# Tugas Latihan 1
Jawablah pertanyaan berikut berdasarkan berita tentang gugatan masyarakat Plu Pakam.
(a) Apa nomor dan tahun Peraturan Bupati Aceh Utara yang dipersoalkan?
(b) Gampong Blang Pante berada di kecamatan mana?
(c) Pada hari dan tanggal berapa gugatan uji materiil didaftarkan?
# Tugas Latihan 2
Tampilkan bagian berita tentang gugatan masyarakat Plu Pakam dari "Masyarakat Plu Pakam" sampai "mencapai babak baru." tanpa mengubah satu kata pun.

# Teks Dokumen

Masyarakat Plu Pakam Gugat Perbup Aceh Utara dengan Uji Materiil di MA
Font: Ukuran: - +
[Foto: IST]
DIALEKSIS.COM | Jakarta - Polemik bergesernya wilayah administrasi akibat diterbitkannya Peraturan Bupati Aceh Utara Nomor 1 Tahun 2021 tentang Penetapan, Penegasan, dan Pengesahan Batas Wilayah Gampong Blang Pante, Kecamatan Paya Bakong dengan Gampong Plu Pakam Kecamatan Tanah Luas Kabupaten Aceh Utara, telah mencapai babak baru.
Masyarakat Gampong Plu Pakam pada hari Kamis, 14 Oktober 2021 mendaftarkan gugatan uji materiil di Mahkamah Agung Indonesia yang berkedudukan di Jakarta.

[Entri penunjuk objek bernama]
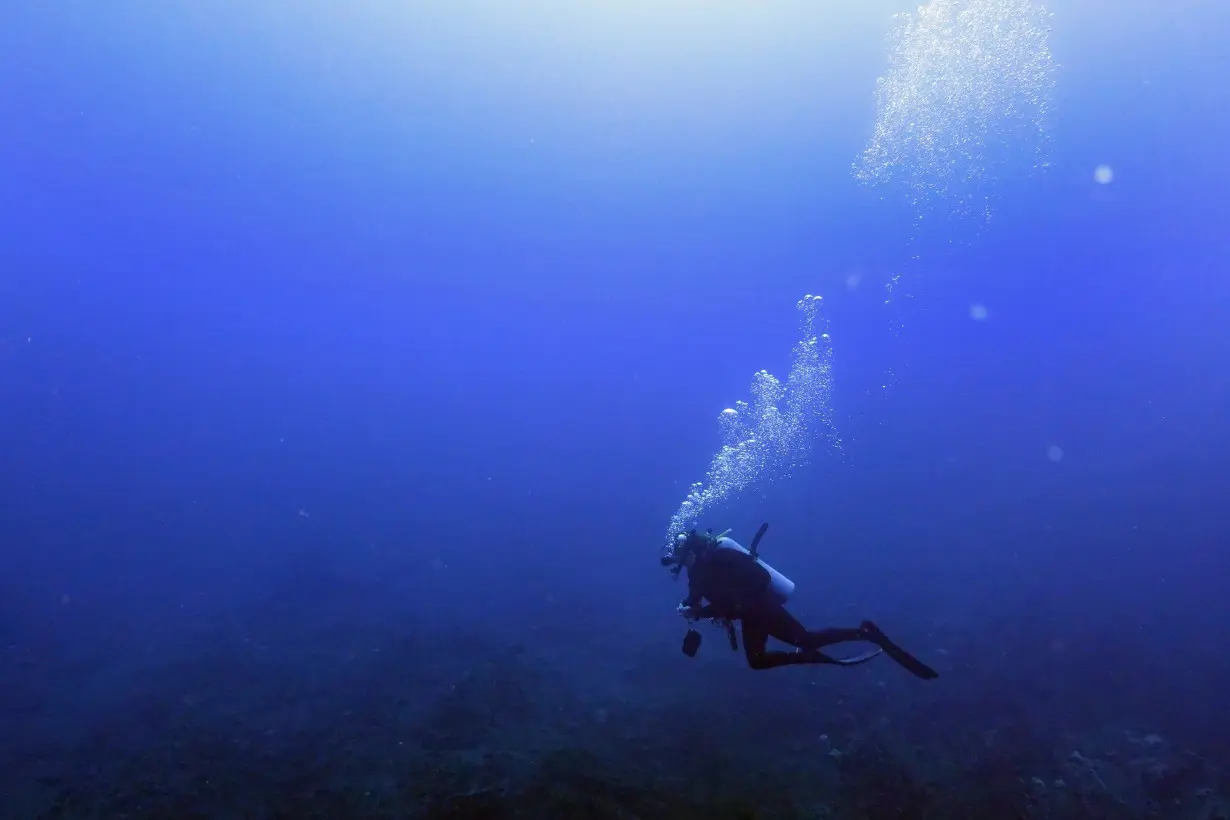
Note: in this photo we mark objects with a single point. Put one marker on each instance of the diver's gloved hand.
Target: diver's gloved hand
(686, 611)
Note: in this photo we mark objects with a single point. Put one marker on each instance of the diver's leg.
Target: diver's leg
(773, 620)
(871, 632)
(785, 627)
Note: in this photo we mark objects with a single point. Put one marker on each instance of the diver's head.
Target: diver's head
(686, 548)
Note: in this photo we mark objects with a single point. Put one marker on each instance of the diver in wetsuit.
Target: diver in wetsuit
(739, 587)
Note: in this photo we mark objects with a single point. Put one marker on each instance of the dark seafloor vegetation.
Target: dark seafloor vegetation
(349, 714)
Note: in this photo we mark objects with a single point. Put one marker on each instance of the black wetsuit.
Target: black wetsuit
(737, 588)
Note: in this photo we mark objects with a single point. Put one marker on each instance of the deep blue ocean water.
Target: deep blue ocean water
(354, 357)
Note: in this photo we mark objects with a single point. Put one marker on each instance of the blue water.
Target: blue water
(353, 358)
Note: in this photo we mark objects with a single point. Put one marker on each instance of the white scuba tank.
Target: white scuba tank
(779, 584)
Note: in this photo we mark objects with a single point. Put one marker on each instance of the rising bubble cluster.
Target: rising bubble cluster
(771, 435)
(964, 102)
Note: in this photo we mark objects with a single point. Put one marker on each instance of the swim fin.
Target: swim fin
(912, 664)
(754, 547)
(855, 660)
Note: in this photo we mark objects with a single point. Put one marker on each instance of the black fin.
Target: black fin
(755, 540)
(859, 659)
(904, 659)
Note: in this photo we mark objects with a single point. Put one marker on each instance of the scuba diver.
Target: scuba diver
(739, 587)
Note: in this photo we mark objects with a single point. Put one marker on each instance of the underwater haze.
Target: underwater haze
(362, 362)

# Hasil Latihan 1
(a) Nomor 1 Tahun 2021.
(b) Kecamatan Paya Bakong.
(c) Kamis, 14 Oktober 2021.

# Hasil Latihan 2
Masyarakat Plu Pakam Gugat Perbup Aceh Utara dengan Uji Materiil di MA
Font: Ukuran: - +
[Foto: IST]
DIALEKSIS.COM | Jakarta - Polemik bergesernya wilayah administrasi akibat diterbitkannya Peraturan Bupati Aceh Utara Nomor 1 Tahun 2021 tentang Penetapan, Penegasan, dan Pengesahan Batas Wilayah Gampong Blang Pante, Kecamatan Paya Bakong dengan Gampong Plu Pakam Kecamatan Tanah Luas Kabupaten Aceh Utara, telah mencapai babak baru.